───── Task input

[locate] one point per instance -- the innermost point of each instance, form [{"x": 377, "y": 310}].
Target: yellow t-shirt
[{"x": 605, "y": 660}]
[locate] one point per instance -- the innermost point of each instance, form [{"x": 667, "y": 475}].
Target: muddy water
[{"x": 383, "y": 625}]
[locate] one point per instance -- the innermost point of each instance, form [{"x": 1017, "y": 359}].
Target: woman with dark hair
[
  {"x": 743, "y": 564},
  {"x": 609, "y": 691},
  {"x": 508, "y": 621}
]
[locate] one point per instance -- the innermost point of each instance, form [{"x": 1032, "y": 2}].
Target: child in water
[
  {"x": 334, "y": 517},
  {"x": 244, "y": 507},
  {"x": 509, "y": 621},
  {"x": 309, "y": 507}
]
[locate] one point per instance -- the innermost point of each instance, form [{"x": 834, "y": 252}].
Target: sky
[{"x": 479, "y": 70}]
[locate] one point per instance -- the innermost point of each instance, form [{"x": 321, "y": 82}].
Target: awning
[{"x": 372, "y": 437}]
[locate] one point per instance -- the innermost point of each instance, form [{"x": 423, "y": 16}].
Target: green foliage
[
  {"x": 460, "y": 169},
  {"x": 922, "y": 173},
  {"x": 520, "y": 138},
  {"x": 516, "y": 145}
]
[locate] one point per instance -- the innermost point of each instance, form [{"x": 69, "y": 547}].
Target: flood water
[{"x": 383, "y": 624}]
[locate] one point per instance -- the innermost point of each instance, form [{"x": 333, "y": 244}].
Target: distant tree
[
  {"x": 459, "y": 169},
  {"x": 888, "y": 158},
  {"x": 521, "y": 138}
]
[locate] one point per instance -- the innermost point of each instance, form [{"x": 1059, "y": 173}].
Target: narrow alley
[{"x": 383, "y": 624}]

──────────

Copy out every line in the records above that contains the word "water".

§ **Worked solution**
Target: muddy water
Target: child in water
Target: flood water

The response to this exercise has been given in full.